** Extracted data follows **
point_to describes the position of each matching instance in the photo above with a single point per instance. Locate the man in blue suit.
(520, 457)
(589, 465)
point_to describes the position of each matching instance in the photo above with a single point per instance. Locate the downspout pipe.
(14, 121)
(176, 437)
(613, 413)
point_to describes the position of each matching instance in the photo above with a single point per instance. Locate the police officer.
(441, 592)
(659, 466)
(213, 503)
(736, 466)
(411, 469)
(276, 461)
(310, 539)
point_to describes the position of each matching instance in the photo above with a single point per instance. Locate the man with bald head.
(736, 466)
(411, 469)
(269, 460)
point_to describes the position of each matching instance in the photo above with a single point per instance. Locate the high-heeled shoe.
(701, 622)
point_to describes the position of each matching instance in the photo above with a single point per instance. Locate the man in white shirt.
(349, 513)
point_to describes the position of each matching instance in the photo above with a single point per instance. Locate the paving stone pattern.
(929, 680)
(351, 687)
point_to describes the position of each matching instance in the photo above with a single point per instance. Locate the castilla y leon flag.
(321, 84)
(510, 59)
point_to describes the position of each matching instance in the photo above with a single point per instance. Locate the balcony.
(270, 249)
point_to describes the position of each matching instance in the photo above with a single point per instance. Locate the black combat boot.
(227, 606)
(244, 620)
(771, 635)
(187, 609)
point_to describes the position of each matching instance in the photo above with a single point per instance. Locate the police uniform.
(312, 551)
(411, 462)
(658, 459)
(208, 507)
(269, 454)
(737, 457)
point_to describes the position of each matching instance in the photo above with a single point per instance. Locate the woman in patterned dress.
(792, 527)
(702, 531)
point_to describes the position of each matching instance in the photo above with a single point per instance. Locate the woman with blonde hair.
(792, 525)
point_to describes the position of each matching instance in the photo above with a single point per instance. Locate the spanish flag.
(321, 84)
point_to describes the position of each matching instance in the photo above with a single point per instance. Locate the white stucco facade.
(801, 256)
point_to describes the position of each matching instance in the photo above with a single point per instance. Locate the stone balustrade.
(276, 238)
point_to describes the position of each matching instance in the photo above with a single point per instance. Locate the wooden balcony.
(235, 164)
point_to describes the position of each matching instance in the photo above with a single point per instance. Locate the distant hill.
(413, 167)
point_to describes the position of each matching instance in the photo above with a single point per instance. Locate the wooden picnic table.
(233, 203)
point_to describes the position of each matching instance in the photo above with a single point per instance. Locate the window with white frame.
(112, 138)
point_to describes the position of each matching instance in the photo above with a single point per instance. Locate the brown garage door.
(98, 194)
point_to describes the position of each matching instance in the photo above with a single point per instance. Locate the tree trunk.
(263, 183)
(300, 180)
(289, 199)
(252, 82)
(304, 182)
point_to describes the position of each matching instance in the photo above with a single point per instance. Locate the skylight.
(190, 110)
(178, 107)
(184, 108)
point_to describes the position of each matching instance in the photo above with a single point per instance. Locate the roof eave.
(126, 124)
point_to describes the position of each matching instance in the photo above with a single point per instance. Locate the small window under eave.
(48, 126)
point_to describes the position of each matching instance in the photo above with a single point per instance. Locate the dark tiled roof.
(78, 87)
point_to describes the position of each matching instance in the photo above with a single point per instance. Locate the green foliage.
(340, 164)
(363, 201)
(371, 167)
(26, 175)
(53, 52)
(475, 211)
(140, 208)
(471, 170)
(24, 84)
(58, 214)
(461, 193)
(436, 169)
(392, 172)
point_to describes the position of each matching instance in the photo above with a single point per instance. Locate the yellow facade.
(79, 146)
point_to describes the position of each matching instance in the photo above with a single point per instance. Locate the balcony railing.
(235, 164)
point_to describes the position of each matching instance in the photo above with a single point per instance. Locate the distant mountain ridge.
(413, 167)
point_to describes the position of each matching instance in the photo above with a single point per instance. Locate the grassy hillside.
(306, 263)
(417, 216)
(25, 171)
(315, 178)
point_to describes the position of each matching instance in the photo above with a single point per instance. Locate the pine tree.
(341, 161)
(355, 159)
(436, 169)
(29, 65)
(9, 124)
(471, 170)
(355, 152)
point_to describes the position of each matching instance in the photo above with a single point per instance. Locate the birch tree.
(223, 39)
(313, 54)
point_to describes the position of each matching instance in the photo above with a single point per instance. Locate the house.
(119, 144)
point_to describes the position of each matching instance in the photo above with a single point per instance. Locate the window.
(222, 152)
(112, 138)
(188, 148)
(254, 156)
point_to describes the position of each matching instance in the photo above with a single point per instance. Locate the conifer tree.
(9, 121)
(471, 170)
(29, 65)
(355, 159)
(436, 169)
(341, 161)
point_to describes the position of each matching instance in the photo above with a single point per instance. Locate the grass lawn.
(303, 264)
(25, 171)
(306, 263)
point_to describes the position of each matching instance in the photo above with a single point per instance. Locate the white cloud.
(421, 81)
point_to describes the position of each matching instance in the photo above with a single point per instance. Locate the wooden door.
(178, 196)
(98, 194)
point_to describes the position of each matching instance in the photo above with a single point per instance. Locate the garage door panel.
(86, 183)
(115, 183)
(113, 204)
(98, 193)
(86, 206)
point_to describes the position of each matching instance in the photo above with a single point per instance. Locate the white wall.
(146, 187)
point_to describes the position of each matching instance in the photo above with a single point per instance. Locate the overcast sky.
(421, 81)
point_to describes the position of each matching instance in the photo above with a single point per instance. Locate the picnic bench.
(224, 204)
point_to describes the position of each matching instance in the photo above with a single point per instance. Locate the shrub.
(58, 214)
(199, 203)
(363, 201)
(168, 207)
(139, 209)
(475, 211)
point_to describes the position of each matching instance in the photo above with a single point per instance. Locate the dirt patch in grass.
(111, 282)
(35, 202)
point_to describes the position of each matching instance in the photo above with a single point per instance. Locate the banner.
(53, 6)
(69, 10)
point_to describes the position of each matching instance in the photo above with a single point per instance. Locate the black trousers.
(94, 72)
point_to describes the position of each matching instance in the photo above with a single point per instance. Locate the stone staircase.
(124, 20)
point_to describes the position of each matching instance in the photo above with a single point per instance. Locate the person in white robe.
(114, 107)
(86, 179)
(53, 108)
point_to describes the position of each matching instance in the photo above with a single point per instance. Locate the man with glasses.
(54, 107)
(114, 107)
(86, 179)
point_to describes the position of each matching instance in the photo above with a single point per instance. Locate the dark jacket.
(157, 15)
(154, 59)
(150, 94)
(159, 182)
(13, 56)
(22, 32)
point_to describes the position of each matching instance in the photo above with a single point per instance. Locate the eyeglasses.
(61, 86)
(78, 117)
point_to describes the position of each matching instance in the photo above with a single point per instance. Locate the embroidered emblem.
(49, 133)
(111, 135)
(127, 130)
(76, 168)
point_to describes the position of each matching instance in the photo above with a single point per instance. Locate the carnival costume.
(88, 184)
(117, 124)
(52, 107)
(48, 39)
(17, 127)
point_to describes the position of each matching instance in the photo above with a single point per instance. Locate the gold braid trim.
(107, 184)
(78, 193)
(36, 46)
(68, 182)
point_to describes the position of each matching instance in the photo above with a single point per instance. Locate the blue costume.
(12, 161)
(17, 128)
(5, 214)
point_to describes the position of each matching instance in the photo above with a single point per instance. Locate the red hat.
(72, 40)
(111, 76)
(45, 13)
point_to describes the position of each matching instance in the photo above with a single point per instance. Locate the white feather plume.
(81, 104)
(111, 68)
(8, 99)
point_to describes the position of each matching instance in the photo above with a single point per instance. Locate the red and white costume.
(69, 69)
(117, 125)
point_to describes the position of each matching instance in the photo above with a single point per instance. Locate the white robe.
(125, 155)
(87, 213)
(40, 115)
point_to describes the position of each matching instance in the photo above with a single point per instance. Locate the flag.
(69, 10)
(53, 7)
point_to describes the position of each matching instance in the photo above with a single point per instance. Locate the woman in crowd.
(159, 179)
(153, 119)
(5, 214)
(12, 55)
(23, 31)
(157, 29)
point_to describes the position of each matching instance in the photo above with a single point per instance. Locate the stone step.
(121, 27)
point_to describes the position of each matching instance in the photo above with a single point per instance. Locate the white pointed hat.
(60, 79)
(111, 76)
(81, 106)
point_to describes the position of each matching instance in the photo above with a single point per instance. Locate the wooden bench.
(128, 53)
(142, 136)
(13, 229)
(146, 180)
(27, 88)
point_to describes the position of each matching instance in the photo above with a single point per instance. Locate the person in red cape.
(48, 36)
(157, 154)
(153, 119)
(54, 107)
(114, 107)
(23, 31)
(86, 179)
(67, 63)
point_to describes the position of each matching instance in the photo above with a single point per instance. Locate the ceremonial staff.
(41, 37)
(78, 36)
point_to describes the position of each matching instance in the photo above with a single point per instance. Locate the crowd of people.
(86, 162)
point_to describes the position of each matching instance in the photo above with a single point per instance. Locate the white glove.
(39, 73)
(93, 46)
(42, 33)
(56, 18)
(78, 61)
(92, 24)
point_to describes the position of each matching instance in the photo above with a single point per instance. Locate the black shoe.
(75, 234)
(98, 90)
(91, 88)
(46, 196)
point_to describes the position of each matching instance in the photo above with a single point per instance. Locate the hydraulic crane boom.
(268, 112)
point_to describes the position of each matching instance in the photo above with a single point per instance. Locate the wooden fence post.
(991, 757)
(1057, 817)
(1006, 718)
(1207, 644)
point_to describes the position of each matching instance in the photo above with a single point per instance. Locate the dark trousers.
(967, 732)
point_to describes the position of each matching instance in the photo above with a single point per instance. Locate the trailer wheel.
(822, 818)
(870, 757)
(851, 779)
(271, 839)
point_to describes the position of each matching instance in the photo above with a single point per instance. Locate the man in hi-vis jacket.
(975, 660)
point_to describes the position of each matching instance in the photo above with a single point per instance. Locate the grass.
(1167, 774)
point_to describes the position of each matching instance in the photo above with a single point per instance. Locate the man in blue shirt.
** End of Extracted data **
# Task objective:
No line before the one with "crowd of people." belongs in the answer; copy that line and the rest of the records exactly.

# Output of the task:
point_to describes the position of each matching instance in the photo above with a single point per instance. Locate the crowd of people.
(86, 162)
point_to describes the position of each matching instance in the photo above with a single point per instance. Locate the white glove.
(39, 73)
(93, 46)
(42, 33)
(56, 18)
(78, 61)
(92, 24)
point_to describes the position of each matching instance in the photo above with a single point per instance. Locate the black shoe.
(75, 234)
(98, 90)
(91, 88)
(46, 196)
point_to describes the position of each matching instance in the photo above with a single point per instance. Locate the hydraulic crane boom.
(268, 112)
point_to describes the position of each matching instance in the photo above with a single point per instance. Locate the wooden fence post.
(991, 757)
(1057, 817)
(1006, 718)
(1207, 644)
point_to describes the position of each matching instance in the photo above with a single point per instance. Locate the dark trousers.
(967, 732)
point_to describes the position of each matching instance in the photo above with a single point per instance. Locate the trailer wheel.
(822, 818)
(870, 757)
(851, 779)
(271, 839)
point_to describes the position of each matching instance in the photo above with a single point per instance. Locate the man in hi-vis jacket.
(975, 660)
point_to describes the position of each matching instance in the photo above with a single point per instance. Locate the grass.
(1167, 774)
point_to describes the position of each matching instance in the photo above with a single point per instance. Locate the man in blue shirt.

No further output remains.